◆ **SET TASK**: Quote the stretch of the book review on the French grain-trade debate from "Historians have long" through "of political economy.", copying it word for word.

◆ **DOCUMENT SECTION**:
In lieu of an abstract, here is a brief excerpt of the content:

Reviewed by:
  • Raisonner sur les blés: essais sur les Lumières économiques by Steven L. Kaplan
  • P. M. Jones
Raisonner sur les blés: essais sur les Lumières économiques. By Steven L. Kaplan (Paris, Fayard, 2017) 868 pp. 35.00 euros

Historians have long known that the lifting of controls over the sale of grain in France between 1763 and 1770 marked an extraordinary departure for a state with little experience of how to manage freelance economic activity in the food-supply sector. Whether the switch in policy came close to breaking the mould of Bourbon absolutism, as Kaplan maintains, however, is another matter. In this book, Kaplan returns to a subject that he has made his own, urging us to treat the grain-trade debate as the key episode of the Lumières économiques—that is, the preoccupation of writers and the educated public from around the mid-century point with the principles and practices of political economy.

◆ **SUPPLIED ENTRIES**:
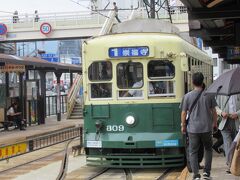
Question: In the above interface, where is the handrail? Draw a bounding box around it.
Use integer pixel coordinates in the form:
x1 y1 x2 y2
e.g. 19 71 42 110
67 75 82 118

◆ **WRITTEN RESPONSE**:
Historians have long known that the lifting of controls over the sale of grain in France between 1763 and 1770 marked an extraordinary departure for a state with little experience of how to manage freelance economic activity in the food-supply sector. Whether the switch in policy came close to breaking the mould of Bourbon absolutism, as Kaplan maintains, however, is another matter. In this book, Kaplan returns to a subject that he has made his own, urging us to treat the grain-trade debate as the key episode of the Lumières économiques—that is, the preoccupation of writers and the educated public from around the mid-century point with the principles and practices of political economy.